====== Record list ======

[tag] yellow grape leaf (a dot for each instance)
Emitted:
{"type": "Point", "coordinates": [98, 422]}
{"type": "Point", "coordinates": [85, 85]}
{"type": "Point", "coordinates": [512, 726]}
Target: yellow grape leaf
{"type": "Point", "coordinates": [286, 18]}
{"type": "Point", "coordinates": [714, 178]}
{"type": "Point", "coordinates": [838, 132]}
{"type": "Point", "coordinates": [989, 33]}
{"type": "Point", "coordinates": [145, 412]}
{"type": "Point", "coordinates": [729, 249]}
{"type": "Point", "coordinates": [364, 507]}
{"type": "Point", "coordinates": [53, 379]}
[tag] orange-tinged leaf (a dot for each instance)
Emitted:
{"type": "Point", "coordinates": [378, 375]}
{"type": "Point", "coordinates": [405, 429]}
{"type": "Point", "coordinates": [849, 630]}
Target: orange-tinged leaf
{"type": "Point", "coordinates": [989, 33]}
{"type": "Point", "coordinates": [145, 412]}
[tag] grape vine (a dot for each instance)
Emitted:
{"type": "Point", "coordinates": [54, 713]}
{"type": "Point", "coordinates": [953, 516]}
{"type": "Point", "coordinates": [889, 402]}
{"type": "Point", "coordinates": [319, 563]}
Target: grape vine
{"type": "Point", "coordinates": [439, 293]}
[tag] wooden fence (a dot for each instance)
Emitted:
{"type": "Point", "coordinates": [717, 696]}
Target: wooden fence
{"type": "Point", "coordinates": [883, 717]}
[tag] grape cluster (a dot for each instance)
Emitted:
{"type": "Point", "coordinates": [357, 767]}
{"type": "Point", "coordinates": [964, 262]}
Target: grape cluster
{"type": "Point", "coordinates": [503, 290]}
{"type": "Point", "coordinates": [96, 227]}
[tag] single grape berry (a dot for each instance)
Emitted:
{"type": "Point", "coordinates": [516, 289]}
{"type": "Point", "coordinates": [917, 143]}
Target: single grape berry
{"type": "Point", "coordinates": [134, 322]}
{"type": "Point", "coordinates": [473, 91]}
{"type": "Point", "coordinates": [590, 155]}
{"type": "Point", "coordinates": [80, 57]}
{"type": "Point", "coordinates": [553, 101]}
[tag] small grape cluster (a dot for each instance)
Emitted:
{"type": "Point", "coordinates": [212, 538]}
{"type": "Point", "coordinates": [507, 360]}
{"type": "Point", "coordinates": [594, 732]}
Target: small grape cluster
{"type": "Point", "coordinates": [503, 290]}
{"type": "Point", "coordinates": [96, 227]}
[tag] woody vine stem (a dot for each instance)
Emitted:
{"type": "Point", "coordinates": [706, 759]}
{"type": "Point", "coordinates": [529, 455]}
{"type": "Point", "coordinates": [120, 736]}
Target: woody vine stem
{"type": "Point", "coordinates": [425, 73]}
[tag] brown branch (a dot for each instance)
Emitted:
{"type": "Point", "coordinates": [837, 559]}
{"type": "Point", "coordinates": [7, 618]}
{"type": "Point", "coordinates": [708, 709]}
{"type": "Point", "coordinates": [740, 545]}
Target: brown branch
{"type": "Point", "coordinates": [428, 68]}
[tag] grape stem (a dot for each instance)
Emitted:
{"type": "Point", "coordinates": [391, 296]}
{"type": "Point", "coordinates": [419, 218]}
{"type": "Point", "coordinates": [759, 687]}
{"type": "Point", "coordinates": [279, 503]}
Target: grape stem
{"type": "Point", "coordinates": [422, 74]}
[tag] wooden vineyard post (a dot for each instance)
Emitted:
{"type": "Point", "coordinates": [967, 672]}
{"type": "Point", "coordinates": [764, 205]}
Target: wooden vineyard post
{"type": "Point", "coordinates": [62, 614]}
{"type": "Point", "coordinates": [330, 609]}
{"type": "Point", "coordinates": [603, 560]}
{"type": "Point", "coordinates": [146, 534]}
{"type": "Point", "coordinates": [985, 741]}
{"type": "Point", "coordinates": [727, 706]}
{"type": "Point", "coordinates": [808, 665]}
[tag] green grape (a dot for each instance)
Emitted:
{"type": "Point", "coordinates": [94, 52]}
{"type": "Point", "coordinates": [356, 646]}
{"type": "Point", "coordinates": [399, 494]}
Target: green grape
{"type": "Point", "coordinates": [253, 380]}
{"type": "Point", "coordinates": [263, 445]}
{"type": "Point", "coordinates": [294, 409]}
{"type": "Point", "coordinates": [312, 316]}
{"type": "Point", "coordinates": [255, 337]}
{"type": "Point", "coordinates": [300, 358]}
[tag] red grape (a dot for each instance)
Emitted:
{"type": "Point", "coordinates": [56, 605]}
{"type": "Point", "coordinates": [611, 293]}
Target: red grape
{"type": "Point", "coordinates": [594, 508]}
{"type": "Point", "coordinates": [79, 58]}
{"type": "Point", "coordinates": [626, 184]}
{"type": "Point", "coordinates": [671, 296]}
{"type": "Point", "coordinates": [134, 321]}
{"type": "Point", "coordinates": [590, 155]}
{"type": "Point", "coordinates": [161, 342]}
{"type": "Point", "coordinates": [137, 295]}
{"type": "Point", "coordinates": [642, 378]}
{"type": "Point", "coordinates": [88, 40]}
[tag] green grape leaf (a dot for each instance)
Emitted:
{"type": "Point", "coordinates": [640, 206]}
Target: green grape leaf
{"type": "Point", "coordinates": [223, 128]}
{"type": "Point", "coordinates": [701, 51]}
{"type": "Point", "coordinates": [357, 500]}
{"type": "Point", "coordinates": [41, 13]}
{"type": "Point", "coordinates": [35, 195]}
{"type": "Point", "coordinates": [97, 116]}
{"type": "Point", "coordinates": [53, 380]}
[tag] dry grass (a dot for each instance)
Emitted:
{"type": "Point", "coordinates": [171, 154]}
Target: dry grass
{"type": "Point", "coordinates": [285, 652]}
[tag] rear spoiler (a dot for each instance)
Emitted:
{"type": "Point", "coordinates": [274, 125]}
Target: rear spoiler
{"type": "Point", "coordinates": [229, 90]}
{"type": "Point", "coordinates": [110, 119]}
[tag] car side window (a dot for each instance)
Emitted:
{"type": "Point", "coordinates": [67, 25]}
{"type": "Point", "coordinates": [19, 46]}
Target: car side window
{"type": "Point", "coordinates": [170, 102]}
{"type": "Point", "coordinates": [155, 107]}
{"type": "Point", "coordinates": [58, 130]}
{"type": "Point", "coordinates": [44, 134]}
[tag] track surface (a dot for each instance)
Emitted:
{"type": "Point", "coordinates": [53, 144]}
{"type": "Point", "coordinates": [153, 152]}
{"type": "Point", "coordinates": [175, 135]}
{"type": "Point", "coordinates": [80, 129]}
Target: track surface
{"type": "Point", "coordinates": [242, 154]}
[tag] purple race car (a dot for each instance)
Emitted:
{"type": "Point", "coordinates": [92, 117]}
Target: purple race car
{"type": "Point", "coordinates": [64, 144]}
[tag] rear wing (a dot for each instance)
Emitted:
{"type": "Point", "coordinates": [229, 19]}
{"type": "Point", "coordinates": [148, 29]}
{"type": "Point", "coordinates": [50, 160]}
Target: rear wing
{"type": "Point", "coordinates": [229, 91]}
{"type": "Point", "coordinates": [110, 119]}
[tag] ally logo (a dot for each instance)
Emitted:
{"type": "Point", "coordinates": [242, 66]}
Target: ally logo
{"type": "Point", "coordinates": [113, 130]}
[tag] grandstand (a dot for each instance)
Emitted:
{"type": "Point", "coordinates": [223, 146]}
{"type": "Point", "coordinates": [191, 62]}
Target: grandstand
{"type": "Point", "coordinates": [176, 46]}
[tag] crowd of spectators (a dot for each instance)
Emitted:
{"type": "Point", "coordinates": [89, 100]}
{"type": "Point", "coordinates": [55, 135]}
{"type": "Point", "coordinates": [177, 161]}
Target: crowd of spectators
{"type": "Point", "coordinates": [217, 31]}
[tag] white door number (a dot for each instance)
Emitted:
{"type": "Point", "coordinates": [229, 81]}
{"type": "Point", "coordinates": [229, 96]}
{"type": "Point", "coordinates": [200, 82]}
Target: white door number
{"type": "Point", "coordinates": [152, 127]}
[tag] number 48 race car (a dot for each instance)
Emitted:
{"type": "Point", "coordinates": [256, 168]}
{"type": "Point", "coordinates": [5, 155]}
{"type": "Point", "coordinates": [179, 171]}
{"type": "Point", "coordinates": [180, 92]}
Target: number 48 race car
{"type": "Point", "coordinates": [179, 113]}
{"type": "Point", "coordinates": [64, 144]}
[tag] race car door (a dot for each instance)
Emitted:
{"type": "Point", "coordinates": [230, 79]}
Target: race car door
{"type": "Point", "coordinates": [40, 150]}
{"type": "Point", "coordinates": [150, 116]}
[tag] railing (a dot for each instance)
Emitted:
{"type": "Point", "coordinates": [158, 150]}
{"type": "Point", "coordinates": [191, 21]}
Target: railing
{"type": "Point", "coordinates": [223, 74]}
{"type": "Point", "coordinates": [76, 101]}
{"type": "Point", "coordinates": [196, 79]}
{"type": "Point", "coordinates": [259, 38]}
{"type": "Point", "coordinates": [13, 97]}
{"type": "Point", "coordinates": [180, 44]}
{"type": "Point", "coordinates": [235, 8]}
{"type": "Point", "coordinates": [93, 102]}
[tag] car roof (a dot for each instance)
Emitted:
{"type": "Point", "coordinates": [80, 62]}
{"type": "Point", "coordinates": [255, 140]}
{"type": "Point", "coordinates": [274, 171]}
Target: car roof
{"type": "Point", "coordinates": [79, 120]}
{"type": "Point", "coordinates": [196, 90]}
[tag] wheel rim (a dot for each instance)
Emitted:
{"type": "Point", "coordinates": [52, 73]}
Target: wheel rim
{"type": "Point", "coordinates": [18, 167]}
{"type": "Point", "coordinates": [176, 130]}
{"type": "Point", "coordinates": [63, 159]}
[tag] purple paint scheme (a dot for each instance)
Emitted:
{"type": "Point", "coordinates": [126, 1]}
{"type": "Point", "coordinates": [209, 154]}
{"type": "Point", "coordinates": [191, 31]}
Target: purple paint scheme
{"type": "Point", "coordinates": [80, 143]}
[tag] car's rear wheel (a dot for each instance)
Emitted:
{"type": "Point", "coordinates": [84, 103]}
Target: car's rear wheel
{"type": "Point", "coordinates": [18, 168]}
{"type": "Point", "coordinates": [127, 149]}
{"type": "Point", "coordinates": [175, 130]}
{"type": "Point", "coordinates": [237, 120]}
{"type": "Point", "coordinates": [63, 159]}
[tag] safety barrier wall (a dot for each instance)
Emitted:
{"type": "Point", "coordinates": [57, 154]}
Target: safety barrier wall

======

Problem statement: From the line containing "[tag] car roof (a dot for each instance)" to the last line of the material, please quote every line exactly and only those.

Task answer:
[tag] car roof (a dot for each instance)
Emitted:
{"type": "Point", "coordinates": [80, 62]}
{"type": "Point", "coordinates": [255, 140]}
{"type": "Point", "coordinates": [274, 171]}
Target: car roof
{"type": "Point", "coordinates": [79, 120]}
{"type": "Point", "coordinates": [196, 90]}
[tag] wheel rim (a dot for each instance)
Emitted:
{"type": "Point", "coordinates": [52, 73]}
Target: wheel rim
{"type": "Point", "coordinates": [18, 167]}
{"type": "Point", "coordinates": [176, 130]}
{"type": "Point", "coordinates": [63, 159]}
[tag] purple paint scheme (a dot for each instance)
Emitted:
{"type": "Point", "coordinates": [126, 1]}
{"type": "Point", "coordinates": [209, 154]}
{"type": "Point", "coordinates": [191, 31]}
Target: purple paint scheme
{"type": "Point", "coordinates": [80, 143]}
[tag] car's rear wheel (a dot for each instance)
Emitted:
{"type": "Point", "coordinates": [84, 103]}
Target: car's rear wheel
{"type": "Point", "coordinates": [18, 168]}
{"type": "Point", "coordinates": [127, 149]}
{"type": "Point", "coordinates": [175, 130]}
{"type": "Point", "coordinates": [237, 120]}
{"type": "Point", "coordinates": [63, 159]}
[tag] safety barrier wall (a dot for each instance)
Emitted:
{"type": "Point", "coordinates": [57, 154]}
Target: safety barrier wall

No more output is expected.